→ Exercise inputs:
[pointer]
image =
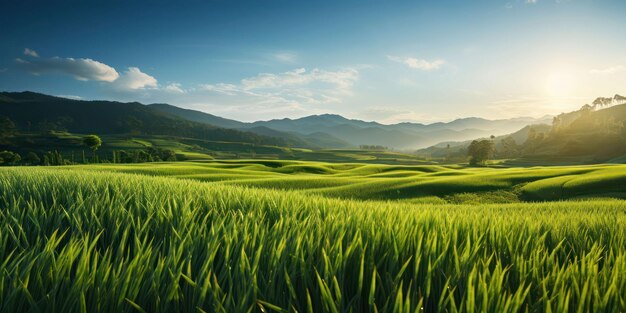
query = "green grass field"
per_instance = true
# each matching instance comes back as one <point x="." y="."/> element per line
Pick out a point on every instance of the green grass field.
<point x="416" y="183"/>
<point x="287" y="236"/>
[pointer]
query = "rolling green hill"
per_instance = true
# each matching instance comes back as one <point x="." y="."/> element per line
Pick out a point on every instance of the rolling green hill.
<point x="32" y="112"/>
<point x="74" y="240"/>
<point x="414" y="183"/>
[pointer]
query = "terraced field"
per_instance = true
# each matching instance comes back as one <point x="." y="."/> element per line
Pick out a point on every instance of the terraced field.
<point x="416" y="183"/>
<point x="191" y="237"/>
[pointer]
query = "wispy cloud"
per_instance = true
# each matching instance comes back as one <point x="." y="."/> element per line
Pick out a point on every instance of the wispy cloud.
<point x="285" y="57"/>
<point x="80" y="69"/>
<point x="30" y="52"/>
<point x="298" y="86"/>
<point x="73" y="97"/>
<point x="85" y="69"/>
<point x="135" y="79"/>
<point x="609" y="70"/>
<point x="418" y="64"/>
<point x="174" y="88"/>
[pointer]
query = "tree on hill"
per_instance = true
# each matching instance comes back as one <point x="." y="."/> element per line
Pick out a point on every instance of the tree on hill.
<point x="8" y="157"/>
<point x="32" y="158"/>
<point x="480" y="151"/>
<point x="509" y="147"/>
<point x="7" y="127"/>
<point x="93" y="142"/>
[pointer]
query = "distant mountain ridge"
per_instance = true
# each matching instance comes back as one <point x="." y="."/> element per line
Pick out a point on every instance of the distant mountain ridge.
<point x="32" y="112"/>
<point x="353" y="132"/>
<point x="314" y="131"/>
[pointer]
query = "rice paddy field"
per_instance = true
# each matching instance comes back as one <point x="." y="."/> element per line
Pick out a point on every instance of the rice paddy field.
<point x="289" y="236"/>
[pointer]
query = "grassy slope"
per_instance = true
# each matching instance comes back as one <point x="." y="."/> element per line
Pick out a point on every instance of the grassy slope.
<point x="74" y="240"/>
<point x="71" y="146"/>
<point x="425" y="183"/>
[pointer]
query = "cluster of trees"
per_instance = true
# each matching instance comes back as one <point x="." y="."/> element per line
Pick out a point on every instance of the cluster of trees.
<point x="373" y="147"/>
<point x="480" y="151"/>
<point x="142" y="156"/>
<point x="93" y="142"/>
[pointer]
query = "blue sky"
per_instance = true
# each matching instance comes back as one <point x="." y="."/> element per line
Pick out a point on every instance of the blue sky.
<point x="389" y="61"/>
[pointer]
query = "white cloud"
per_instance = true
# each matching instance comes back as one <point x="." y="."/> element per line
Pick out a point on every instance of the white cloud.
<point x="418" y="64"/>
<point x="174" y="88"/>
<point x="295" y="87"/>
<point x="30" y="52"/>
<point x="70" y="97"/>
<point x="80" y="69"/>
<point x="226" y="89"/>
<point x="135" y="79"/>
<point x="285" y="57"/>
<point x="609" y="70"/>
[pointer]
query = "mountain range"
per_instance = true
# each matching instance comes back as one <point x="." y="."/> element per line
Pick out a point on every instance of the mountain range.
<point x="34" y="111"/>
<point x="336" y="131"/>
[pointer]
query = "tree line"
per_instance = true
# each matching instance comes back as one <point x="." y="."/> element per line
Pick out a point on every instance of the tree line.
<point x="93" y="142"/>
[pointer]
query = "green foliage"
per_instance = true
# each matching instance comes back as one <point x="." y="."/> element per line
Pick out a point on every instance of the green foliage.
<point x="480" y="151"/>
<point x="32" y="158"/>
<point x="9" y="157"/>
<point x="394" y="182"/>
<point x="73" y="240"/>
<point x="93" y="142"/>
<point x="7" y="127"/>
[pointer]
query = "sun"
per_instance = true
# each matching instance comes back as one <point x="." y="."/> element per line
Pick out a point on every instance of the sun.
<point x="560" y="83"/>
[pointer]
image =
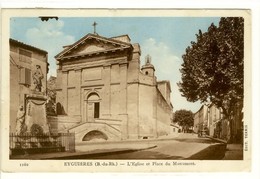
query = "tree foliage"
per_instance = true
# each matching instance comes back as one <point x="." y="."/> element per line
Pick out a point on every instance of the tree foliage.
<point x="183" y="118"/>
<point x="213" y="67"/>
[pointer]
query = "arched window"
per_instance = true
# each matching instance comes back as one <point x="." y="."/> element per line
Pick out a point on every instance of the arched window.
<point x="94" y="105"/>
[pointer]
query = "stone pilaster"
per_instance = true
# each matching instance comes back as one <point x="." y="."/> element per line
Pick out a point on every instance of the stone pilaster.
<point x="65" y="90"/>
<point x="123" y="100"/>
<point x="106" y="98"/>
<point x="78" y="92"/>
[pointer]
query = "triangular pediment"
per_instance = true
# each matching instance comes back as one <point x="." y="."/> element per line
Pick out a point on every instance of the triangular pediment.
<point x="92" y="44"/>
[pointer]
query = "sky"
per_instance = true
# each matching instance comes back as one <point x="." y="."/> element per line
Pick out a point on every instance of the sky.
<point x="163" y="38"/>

→ Your task:
Excluding the pictures, restate the records above word for word.

→ Answer for this exercise:
[pointer]
image =
query = "green grass field"
per_instance = true
# each matching instance comes back as one <point x="." y="."/> element per line
Pick out a point on every instance of the green grass field.
<point x="416" y="183"/>
<point x="287" y="236"/>
[pointer]
query = "rolling green hill"
per_instance = true
# each matching instance comes back as one <point x="." y="."/> element per line
Pick out a point on every instance of the rolling green hill.
<point x="32" y="112"/>
<point x="74" y="240"/>
<point x="414" y="183"/>
[pointer]
query = "terraced field"
per_instance = true
# each matching instance comes back as one <point x="." y="."/> element per line
Pick out a point on every instance of the terraced field.
<point x="416" y="183"/>
<point x="191" y="237"/>
[pointer]
query = "wispy cloud"
per_instance = true
# each matching instance comes back as one <point x="." y="."/> element per line
Pick out a point on every instance of the wispy cloud.
<point x="285" y="57"/>
<point x="80" y="69"/>
<point x="30" y="52"/>
<point x="298" y="86"/>
<point x="73" y="97"/>
<point x="85" y="69"/>
<point x="135" y="79"/>
<point x="609" y="70"/>
<point x="418" y="64"/>
<point x="174" y="88"/>
[pointer]
query = "tree on hill"
per_instance = true
# each matching instance comes back as one <point x="." y="."/> element per line
Pick out a point on every instance of the tree on hill.
<point x="8" y="157"/>
<point x="32" y="158"/>
<point x="480" y="151"/>
<point x="509" y="147"/>
<point x="7" y="127"/>
<point x="93" y="142"/>
[pointer]
query = "distant mountain ridge"
per_instance = true
# each matching instance comes back as one <point x="." y="."/> element per line
Pick out a point on every instance of the distant mountain ridge.
<point x="32" y="112"/>
<point x="353" y="132"/>
<point x="314" y="131"/>
[pointer]
query = "rice paddy field"
per_instance = true
# each matching instance comes back as one <point x="." y="."/> element per line
Pick out a point on every instance of the rice paddy field.
<point x="289" y="236"/>
[pointer]
query = "grassy slope"
per_instance = true
# each matching instance comes back as one <point x="." y="."/> element per line
Pick out a point on every instance of the grassy slope.
<point x="74" y="240"/>
<point x="71" y="146"/>
<point x="425" y="183"/>
[pointer]
query = "cluster of trees"
per_instance = true
# each matching instance comes back as one <point x="." y="."/> element per line
Pick out a point on every instance of the cluster of trees.
<point x="373" y="147"/>
<point x="480" y="151"/>
<point x="142" y="156"/>
<point x="93" y="142"/>
[pointer]
query = "blue sky"
per_instance = true
# each matching instance comes back as one <point x="." y="."/> element per line
Pick out a point on every instance of the blue sky.
<point x="389" y="61"/>
[pointer]
query = "white cloud"
per_instance = true
# each matching instance comes back as one <point x="." y="."/> element per line
Pick out a point on every instance of the white cloud.
<point x="418" y="64"/>
<point x="174" y="88"/>
<point x="295" y="87"/>
<point x="30" y="52"/>
<point x="70" y="97"/>
<point x="80" y="69"/>
<point x="226" y="89"/>
<point x="135" y="79"/>
<point x="285" y="57"/>
<point x="609" y="70"/>
[pointer]
query = "mountain range"
per_instance = true
# each matching instance comes back as one <point x="." y="."/> element per line
Pick out a point on every instance of the mountain range.
<point x="34" y="111"/>
<point x="336" y="131"/>
[pointer]
query = "tree line"
per_instance = true
# each matching instance comes back as one <point x="." y="."/> element per line
Pick out a point on every instance of the tree line.
<point x="93" y="142"/>
[pointer]
query = "green foliage"
per_instance = true
# each matching instance comes back as one <point x="." y="."/> element per line
Pick out a point on every instance of the green foliage.
<point x="480" y="151"/>
<point x="32" y="158"/>
<point x="9" y="157"/>
<point x="394" y="182"/>
<point x="73" y="240"/>
<point x="93" y="142"/>
<point x="7" y="127"/>
[pointer]
query = "sun"
per_instance = true
# each matching instance comes back as one <point x="." y="."/> element per line
Pick out a point on every instance of the sun.
<point x="560" y="83"/>
[pointer]
image =
query = "tree foliage"
per_instance = true
# each matching instance comes back as one <point x="." y="."/> element per line
Pick out a point on every instance of the tree foliage.
<point x="183" y="118"/>
<point x="213" y="67"/>
[pointer]
query = "arched window"
per_instance = true
# each matching instance comes back as one <point x="." y="."/> element per line
Pick out a point on every instance of the arched window.
<point x="94" y="105"/>
[pointer]
query = "stone pilaster"
per_instance = true
# each matching instance comes back as one <point x="." y="."/> element per line
Pick out a point on every instance of the stone pilaster.
<point x="65" y="90"/>
<point x="123" y="100"/>
<point x="106" y="98"/>
<point x="78" y="92"/>
[pointer]
query = "triangular pediment"
per_instance = true
# each matching instance comes back as one <point x="." y="."/> element per line
Pick out a point on every instance of the triangular pediment.
<point x="92" y="44"/>
[pointer]
query = "sky"
per_instance = true
# each matching instance comes back as one <point x="." y="."/> element per line
Pick out a point on every instance of the sky.
<point x="163" y="38"/>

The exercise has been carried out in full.